**TEXT PASSAGE:**
I'm the second type.
On my first trip to London with my wife in 1990, I chose a pokey, joyless tourist hotel near Russell Square, where the only tip you felt inclined to give the gloomy staff was "Cheer up, it might never happen."
And during the recent AGM of the Australian Society of Travel Writers, held at the Gold Coast's extravagant Palazzo Versace, I stayed at a YHA hostel 200 metres down the road and walked between the two in my suit for the formal evening events.
|Tune Hotel, Melbourne|
If you're on the same wavelength as me, Tony Fernandes thinks he has your number.
The Malaysian businessman founded budget airline AirAsia. Following the lead of Ireland's Ryanair and the American Southwest Airlines, it made a success of selling cheap seats topped up with a variety of nominally optional charges.
Fernandes later applied the budget airline formula to a hotel chain, Tune Hotels, which now has numerous properties across South-East Asia and the UK, as well as footholds in Japan and India.
The basic offer of a Tune Hotel is a simple room with a low tariff, the guest able to add extra options for a fee. Each (squeezy) room includes a bed and what the chain likes to call a "power shower".
In Tunes Hotels in Asia you generally pay extra for airconditioning, TV, wifi, towels and toiletries; in Western countries the aircon is standard but the other options are in play.
We're about to find out if this airline-sourced model will fly here, as Australia's first Tune Hotel opened earlier this week in Melbourne's inner-city suburb Carlton.
With access to a tram line and within walking distance of the city centre, it looks on the face of it similar to the London Tunes - close to public transport though not in the heart of the city.
|Room interior, Tune Hotel Melbourne|
So far, so good. But will Australians see Tune's "tariff plus extras" approach as a reasonable way to score a cheap hotel room, or a sneaky means of quoting an unrealistically low price which which becomes unavoidably more expensive?
As a test, in mid-October I dummied up a booking on the Tune website for a Wednesday in late November, after the Melbourne Cup Carnival but before school holidays. I was offered a double room for $85.

**DATA ENTRIES:**
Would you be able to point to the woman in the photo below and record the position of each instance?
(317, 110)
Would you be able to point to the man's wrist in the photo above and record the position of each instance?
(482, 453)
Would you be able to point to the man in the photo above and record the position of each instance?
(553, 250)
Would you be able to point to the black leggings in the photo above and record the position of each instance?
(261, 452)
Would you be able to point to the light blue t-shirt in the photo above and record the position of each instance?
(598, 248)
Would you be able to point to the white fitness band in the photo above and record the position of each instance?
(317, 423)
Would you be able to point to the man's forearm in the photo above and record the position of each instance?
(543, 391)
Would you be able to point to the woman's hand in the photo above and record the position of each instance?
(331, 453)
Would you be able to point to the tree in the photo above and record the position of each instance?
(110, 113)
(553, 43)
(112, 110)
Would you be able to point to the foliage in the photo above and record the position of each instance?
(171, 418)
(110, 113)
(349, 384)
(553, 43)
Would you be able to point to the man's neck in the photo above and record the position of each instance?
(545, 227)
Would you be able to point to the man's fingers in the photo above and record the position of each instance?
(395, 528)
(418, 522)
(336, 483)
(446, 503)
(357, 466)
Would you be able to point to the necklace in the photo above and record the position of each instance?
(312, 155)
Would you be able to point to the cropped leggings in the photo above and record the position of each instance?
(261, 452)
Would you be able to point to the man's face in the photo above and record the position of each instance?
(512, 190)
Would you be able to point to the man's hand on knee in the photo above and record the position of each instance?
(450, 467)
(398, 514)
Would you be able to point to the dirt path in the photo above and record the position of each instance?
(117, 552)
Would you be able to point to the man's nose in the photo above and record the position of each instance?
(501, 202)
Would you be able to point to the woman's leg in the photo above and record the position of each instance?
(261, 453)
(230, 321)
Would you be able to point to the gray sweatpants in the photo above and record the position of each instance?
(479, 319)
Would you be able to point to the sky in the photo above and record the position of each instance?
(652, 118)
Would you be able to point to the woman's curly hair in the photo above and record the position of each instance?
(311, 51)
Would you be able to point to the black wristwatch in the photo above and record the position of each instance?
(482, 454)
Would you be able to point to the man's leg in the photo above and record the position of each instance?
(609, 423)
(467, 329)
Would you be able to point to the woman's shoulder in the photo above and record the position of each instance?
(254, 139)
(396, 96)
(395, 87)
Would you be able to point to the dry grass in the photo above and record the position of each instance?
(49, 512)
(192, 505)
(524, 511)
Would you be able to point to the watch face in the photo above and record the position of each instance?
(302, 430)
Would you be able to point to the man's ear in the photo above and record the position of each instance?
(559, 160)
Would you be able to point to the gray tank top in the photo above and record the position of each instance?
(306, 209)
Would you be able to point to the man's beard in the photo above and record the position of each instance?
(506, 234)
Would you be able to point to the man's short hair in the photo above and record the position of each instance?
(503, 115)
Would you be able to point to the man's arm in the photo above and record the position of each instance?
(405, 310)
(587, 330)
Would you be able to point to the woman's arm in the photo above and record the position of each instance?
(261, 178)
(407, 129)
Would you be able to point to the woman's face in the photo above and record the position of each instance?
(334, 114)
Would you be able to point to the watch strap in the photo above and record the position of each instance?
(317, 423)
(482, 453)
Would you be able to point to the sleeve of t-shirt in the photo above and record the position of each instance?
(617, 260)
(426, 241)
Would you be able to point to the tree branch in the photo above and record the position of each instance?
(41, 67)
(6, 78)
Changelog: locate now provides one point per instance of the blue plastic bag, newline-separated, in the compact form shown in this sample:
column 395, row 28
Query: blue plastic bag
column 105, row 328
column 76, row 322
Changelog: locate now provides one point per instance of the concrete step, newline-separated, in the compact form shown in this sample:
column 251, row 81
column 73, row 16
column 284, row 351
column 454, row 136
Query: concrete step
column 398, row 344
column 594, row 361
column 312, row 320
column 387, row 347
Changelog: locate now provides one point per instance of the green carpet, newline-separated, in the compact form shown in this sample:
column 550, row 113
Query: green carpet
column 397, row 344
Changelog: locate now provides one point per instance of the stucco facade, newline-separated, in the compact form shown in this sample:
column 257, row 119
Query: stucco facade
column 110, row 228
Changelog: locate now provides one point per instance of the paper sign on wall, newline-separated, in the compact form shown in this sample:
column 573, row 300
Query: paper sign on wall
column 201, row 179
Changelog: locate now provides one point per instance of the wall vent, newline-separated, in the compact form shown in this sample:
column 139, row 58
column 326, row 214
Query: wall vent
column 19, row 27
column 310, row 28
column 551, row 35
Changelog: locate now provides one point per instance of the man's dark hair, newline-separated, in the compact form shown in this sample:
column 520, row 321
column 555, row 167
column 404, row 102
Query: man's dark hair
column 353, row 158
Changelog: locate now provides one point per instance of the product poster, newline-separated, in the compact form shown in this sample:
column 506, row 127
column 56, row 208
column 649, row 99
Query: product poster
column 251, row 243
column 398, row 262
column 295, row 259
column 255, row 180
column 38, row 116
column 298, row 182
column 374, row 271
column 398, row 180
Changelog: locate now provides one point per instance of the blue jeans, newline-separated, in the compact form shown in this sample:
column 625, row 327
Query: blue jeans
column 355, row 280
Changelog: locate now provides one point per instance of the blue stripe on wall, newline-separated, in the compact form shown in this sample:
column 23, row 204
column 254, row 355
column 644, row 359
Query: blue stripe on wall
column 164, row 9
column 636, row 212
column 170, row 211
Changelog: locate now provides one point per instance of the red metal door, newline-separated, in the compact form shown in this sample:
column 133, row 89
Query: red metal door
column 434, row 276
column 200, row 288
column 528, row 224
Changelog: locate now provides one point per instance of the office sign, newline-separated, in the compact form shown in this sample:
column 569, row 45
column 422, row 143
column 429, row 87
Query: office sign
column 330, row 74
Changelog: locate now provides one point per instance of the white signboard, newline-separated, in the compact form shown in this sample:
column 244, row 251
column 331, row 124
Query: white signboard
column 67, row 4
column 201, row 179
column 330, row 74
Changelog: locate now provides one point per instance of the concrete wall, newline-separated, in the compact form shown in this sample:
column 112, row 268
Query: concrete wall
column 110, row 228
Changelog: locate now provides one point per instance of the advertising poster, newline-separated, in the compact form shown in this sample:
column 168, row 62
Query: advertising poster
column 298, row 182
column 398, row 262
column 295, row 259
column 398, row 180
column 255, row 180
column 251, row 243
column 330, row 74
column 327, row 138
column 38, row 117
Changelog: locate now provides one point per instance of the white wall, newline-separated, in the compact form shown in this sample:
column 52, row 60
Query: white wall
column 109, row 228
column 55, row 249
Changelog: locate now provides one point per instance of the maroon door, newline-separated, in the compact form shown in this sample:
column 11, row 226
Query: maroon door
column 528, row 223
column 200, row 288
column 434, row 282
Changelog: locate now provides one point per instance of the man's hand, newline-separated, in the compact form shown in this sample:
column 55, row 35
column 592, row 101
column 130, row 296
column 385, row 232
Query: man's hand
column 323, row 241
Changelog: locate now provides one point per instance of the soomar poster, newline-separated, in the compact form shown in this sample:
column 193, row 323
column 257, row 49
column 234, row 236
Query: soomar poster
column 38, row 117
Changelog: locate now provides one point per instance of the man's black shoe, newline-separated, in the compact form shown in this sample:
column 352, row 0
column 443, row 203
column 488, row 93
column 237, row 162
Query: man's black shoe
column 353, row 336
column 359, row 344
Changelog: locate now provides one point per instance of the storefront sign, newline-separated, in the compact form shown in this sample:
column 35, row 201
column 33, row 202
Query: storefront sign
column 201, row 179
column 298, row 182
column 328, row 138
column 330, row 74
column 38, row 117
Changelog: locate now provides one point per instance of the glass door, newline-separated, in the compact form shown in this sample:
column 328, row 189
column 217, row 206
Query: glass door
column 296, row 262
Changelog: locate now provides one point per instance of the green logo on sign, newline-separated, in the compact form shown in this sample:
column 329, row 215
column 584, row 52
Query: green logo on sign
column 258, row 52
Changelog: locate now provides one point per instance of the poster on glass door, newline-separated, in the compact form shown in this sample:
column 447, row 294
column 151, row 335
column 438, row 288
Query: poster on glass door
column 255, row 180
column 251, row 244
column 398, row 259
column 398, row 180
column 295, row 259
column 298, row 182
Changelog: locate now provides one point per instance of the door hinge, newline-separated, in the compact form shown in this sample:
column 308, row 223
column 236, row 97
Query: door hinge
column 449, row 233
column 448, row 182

**COMPLETE THE FOLLOWING:**
1 > Check each statement against the Tune Hotels text and answer yes or no, quoting the words that decide it: (a) Tony Fernandes is a Malaysian businessman who founded AirAsia. (b) In Western countries, Tune Hotels charge guests extra for airconditioning. (c) Australia's first Tune Hotel is in the Melbourne suburb of Carlton.
2 > Carry on the Tune Hotels text from its final sentence.

**TASK RESULTS:**
1 >
(a) Yes: "The Malaysian businessman founded budget airline AirAsia."
(b) No: "in Western countries the aircon is standard but the other options are in play"
(c) Yes: "Australia's first Tune Hotel opened earlier this week in Melbourne's inner-city suburb Carlton."

2 >
Clicking through, I found these optional extras: $2.20 per person for towel rent and toiletries, $4.40 for 24 hours of Foxtel TV, and $6.60 for 24 hours of wifi access per person. There were also options for early check-in and late-check-out, each covering both guests for a single charge of $22.
I know what my other half and I would choose if we were visiting Melbourne as an interstate destination: two lots of towels and toiletries (when would you ever bother packing these?), and two serves of wifi. Television we could live without. I hardly ever switch the set on when travelling, and there's plenty of interesting stuff to watch on our iPads.
If we were paying for the room and two lots of towels, toiletries and wifi, that'd be a grand total of $102.60 for our November night in Carlton.
But wait! An alternative choice is a Comfort Package of $11 per person combining all three options. That'd add up to $107 with the room rate. Without TV, therefore, we'd still be better off going a la carte.
|Reception area, Tune Hotel Melbourne|
But would we be better off overall? I consulted the sites of three inexpensive central Melbourne hotels (City Garden, Ibis Budget and Causeway Inn) with compact rooms for the same November night, to try to match type if not precise location.
At first glance they seemed competitive, with an average rate of $97.70 including towels, toiletries and TV. The cheapest (Ibis Budget) was in fact $71.10, significantly less expensive than Tune and with more amenities.
Where they fell down, however, was by offering sky-high Internet access. For 24 hours, one hotel charged $20 and another $24.95. The Ibis Budget threw away its lead by offering Internet access at an astronomical $20 per three hours.
So it comes down to personal preference. If you see Internet access as an essential, Tune stands out. If you can do without wifi, there are competitive choices which don't involve paying a fee for a towel.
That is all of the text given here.